Print all of the entries below word for word, but leave out the pictures.

[Detection annotation entries]
====================

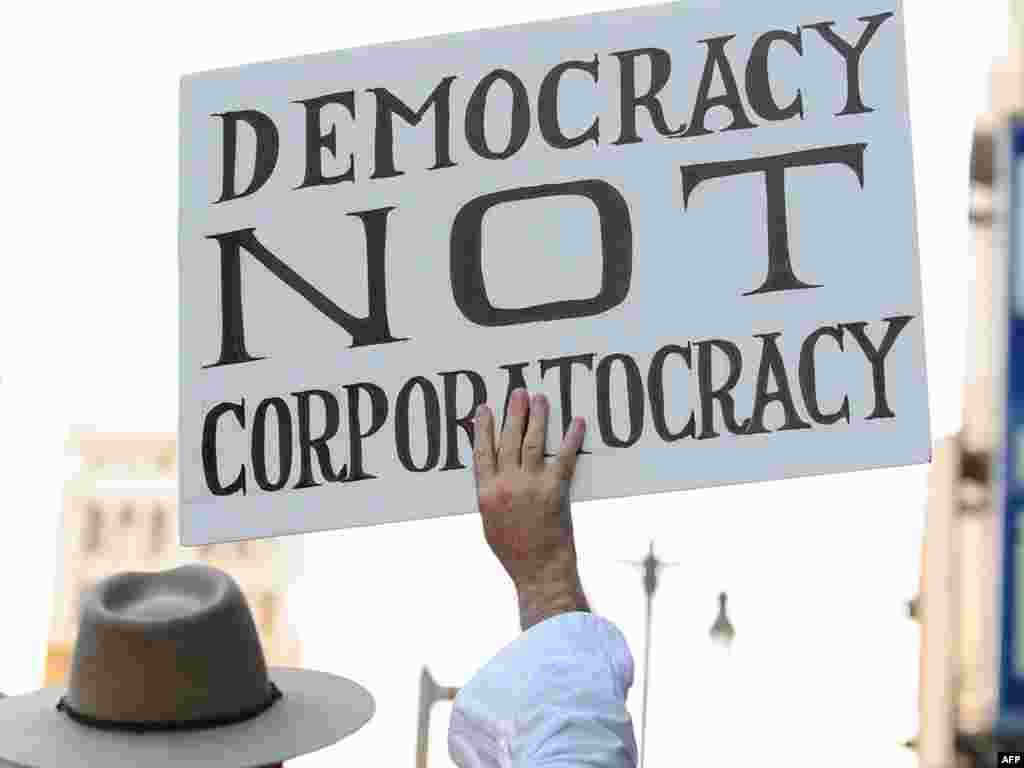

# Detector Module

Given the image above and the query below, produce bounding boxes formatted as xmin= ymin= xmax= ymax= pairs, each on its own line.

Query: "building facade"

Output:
xmin=911 ymin=37 xmax=1024 ymax=768
xmin=45 ymin=431 xmax=300 ymax=685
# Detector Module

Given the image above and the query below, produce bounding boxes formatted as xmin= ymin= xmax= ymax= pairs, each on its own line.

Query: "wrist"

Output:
xmin=516 ymin=563 xmax=590 ymax=630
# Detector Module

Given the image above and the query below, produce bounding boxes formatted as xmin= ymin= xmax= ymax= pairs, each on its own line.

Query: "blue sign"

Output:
xmin=995 ymin=119 xmax=1024 ymax=736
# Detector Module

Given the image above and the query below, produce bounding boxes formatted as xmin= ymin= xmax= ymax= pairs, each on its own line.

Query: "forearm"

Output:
xmin=516 ymin=562 xmax=590 ymax=631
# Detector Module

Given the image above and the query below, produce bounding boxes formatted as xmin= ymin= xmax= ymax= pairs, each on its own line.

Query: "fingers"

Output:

====================

> **Result of the task**:
# Detector Module

Given the image above and the query below, produce bounding boxes formatted as xmin= ymin= xmax= ymax= pairs, each on its own line.

Query: "building facade"

Output:
xmin=911 ymin=37 xmax=1024 ymax=768
xmin=45 ymin=431 xmax=300 ymax=685
# Detector Module

Given the image above and the query below, produce bounding boxes formatted as xmin= ymin= xmax= ymax= pairs, each on its own line.

Query: "wrist"

Output:
xmin=516 ymin=563 xmax=590 ymax=630
# Detector Module

Given the image above and the query below, produce bounding boxes formatted as xmin= ymin= xmax= ymax= pairs, each on its own line.

Query: "blue sign"

Output:
xmin=995 ymin=119 xmax=1024 ymax=736
# Detector Module

Given the image above and the query below, produce bounding boxes formatted as xmin= ymin= xmax= ymax= pairs, each on its own line.

Query: "forearm"

Output:
xmin=516 ymin=562 xmax=590 ymax=631
# Detector Module

Given the image above and the query below, produce bounding boxes formatted as xmin= ymin= xmax= ymax= pairs, each on its own line.

Query: "fingers"

Output:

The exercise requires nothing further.